> [Task objective]
Update the entries below, changing each "Every path" to "Each path" and keeping everything else the same. Leave the pictures out.

> [Source records]
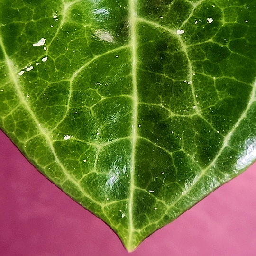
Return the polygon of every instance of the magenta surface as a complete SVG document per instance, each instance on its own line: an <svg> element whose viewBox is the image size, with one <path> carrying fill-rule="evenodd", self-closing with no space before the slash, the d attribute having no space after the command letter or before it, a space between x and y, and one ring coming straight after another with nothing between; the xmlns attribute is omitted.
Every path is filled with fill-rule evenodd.
<svg viewBox="0 0 256 256"><path fill-rule="evenodd" d="M1 256L255 256L256 165L128 253L0 131Z"/></svg>

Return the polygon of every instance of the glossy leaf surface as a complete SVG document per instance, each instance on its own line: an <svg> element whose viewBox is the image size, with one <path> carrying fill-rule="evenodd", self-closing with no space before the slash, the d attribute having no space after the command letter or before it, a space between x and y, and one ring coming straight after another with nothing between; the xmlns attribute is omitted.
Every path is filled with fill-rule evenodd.
<svg viewBox="0 0 256 256"><path fill-rule="evenodd" d="M129 250L256 157L254 0L0 0L0 125Z"/></svg>

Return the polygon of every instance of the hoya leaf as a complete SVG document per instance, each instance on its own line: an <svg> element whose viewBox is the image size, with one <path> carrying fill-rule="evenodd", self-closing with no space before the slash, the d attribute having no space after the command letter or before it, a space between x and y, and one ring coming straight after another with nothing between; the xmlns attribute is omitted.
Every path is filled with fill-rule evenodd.
<svg viewBox="0 0 256 256"><path fill-rule="evenodd" d="M255 161L255 0L0 10L1 128L128 250Z"/></svg>

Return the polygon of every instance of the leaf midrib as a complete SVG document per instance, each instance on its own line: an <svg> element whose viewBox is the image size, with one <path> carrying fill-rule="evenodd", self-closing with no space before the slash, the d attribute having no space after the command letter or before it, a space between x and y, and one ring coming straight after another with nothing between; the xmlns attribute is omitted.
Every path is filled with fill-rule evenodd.
<svg viewBox="0 0 256 256"><path fill-rule="evenodd" d="M129 201L129 240L127 249L131 250L134 249L133 245L133 196L134 193L134 173L135 170L135 151L137 134L137 118L138 98L137 90L137 41L136 36L136 10L135 7L136 0L129 0L129 26L130 33L130 47L132 58L131 76L132 79L133 92L133 113L132 125L132 152L131 157L130 196Z"/></svg>

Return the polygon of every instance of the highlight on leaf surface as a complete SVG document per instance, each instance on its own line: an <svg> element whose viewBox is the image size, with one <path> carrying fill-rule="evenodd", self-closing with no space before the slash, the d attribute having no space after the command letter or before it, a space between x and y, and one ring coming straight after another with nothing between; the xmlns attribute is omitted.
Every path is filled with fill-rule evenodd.
<svg viewBox="0 0 256 256"><path fill-rule="evenodd" d="M0 0L0 126L129 251L256 157L256 2Z"/></svg>

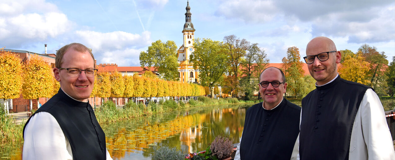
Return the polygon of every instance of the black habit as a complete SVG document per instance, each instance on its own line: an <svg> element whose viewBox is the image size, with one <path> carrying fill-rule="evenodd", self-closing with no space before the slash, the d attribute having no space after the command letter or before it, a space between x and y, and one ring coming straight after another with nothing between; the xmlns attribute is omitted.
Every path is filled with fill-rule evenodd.
<svg viewBox="0 0 395 160"><path fill-rule="evenodd" d="M41 112L49 113L56 119L70 143L73 159L106 159L104 132L89 103L75 101L59 89L30 118ZM30 118L23 127L24 134Z"/></svg>
<svg viewBox="0 0 395 160"><path fill-rule="evenodd" d="M354 121L370 88L338 76L328 84L317 86L303 98L301 160L348 159Z"/></svg>
<svg viewBox="0 0 395 160"><path fill-rule="evenodd" d="M240 142L240 158L289 160L298 134L301 108L285 98L271 110L262 103L247 110Z"/></svg>

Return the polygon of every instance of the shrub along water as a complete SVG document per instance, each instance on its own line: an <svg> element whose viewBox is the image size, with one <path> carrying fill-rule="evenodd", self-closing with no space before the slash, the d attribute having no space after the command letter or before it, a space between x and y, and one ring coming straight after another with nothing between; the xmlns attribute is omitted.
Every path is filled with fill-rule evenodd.
<svg viewBox="0 0 395 160"><path fill-rule="evenodd" d="M102 123L114 122L190 107L254 102L252 101L239 100L236 98L218 99L199 96L197 100L191 99L186 103L182 101L177 103L172 99L164 101L161 99L157 103L151 101L145 105L142 103L136 105L134 102L129 101L124 106L123 109L117 109L112 101L108 101L103 103L101 107L97 108L95 114L99 123Z"/></svg>
<svg viewBox="0 0 395 160"><path fill-rule="evenodd" d="M21 144L24 125L16 124L12 117L6 115L4 110L4 105L0 104L0 142L1 144Z"/></svg>

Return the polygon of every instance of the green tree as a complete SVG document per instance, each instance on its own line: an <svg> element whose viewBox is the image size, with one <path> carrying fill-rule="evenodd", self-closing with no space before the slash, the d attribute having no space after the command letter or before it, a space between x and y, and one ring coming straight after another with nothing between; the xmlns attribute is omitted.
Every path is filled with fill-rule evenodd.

> [Written response]
Return the polygon of every instance of the magenta surface as a complete SVG document per instance, each instance on its own line: an <svg> element whose viewBox is the image size, with one <path> carrying fill-rule="evenodd", self-closing with no space before the slash, the d attribute having no space after the command letter or before it, a space between x and y, and one ring coming straight after another with nothing between; the xmlns attribute is omitted.
Each path is filled with fill-rule evenodd.
<svg viewBox="0 0 256 256"><path fill-rule="evenodd" d="M1 256L255 256L256 165L128 253L0 131Z"/></svg>

Return the polygon of every instance of the glossy leaf surface as a complete SVG document per instance, each instance on its own line: an <svg> element whose viewBox is the image size, with one <path> carrying fill-rule="evenodd", self-closing with no space before the slash, the d attribute having no space after the command letter or before it, a space between x and y, and one ring coming straight after another with nothing between; the xmlns attribute is omitted.
Each path is filled with fill-rule evenodd.
<svg viewBox="0 0 256 256"><path fill-rule="evenodd" d="M129 250L256 157L254 0L0 0L0 125Z"/></svg>

Return the polygon of every instance of the hoya leaf as a complete SVG document per instance, each instance on its own line: an <svg> element whose viewBox is the image size, with one <path> carrying fill-rule="evenodd", self-closing with no space before the slash, the d attribute having no space after the command letter or before it, a space between x and y, and one ring coming straight after another with nothing between; the xmlns attribute is omitted.
Each path is filled with fill-rule evenodd.
<svg viewBox="0 0 256 256"><path fill-rule="evenodd" d="M255 161L255 0L0 10L1 128L128 250Z"/></svg>

Return the polygon of every instance of the leaf midrib as a complete SVG document per instance, each instance on its own line: an <svg> element whose viewBox is the image size, with one <path> carrying fill-rule="evenodd", self-closing with no space before the slash, the d attribute having no space after the command letter or before it, a space between x and y, and one ring coming straight after another with nothing between; the xmlns attribute is omitted.
Each path is filled with fill-rule evenodd.
<svg viewBox="0 0 256 256"><path fill-rule="evenodd" d="M129 201L129 240L127 249L131 250L134 249L133 245L133 196L134 193L134 173L135 170L135 151L137 134L137 118L138 98L137 90L137 41L136 36L136 10L135 7L136 0L129 0L129 26L130 33L130 47L132 58L131 76L132 79L133 92L133 113L132 125L132 152L131 157L130 196Z"/></svg>

Return the polygon of every instance of the highlight on leaf surface as a complete SVG document per instance, each instance on its own line: an <svg> element whose viewBox is the image size, with one <path> carrying fill-rule="evenodd", self-closing with no space before the slash, the d attribute having no space after the command letter or before it, a space between x and y, and one ring coming straight after another with nothing between; the xmlns attribute is omitted.
Each path is filled with fill-rule evenodd.
<svg viewBox="0 0 256 256"><path fill-rule="evenodd" d="M0 0L0 126L129 251L256 157L256 2Z"/></svg>

Return the polygon of every instance of the black habit as a complete SVG document per instance, each instance on its own line: an <svg> element whose viewBox is the image size, with one <path> carrying fill-rule="evenodd", self-closing with no space before the slash, the d attribute having no space after the command letter or before it, a space between x and y, and one ring coming straight after another with nothing between; the xmlns attribute is omitted.
Each path is filled with fill-rule evenodd.
<svg viewBox="0 0 395 160"><path fill-rule="evenodd" d="M41 112L49 113L56 119L70 143L73 159L106 159L104 132L89 103L75 101L59 89L30 118ZM30 118L23 127L24 134Z"/></svg>
<svg viewBox="0 0 395 160"><path fill-rule="evenodd" d="M354 121L370 88L338 76L328 84L317 86L303 98L301 160L348 159Z"/></svg>
<svg viewBox="0 0 395 160"><path fill-rule="evenodd" d="M240 142L240 158L289 160L298 134L301 108L285 98L271 110L262 103L247 110Z"/></svg>

Return the polygon of every instance of the shrub along water as a complete SVG document per instance, each instance on its own line: an <svg> element whose viewBox is the image size, with one <path> carrying fill-rule="evenodd", self-closing with no space before the slash, the d attribute having no space after the command letter or before it, a space between x and y, and one ring coming straight after another with nothing between; the xmlns attribute is omitted.
Each path is filled with fill-rule evenodd.
<svg viewBox="0 0 395 160"><path fill-rule="evenodd" d="M102 123L114 122L190 107L254 102L252 101L239 100L236 98L218 99L199 96L197 100L191 99L186 103L182 101L177 103L172 99L164 101L161 99L157 103L151 101L145 105L142 103L136 105L134 102L129 101L124 106L123 109L117 109L112 101L108 101L103 103L101 107L97 108L95 114L99 123Z"/></svg>
<svg viewBox="0 0 395 160"><path fill-rule="evenodd" d="M21 144L24 125L16 124L12 117L6 115L4 110L4 105L0 104L0 142L1 144Z"/></svg>

Return the polygon of every instance of the green tree as a complete SVG document per instance, each instance on its own line: an <svg> element whose viewBox is the image size, with one <path> carrying fill-rule="evenodd", self-closing with no space before the slash, the d attribute having no space after the command letter or before it, a space between x and y, and one ring coming straight after another with nothing between; the xmlns attribute is omitted.
Each path is filled with fill-rule evenodd.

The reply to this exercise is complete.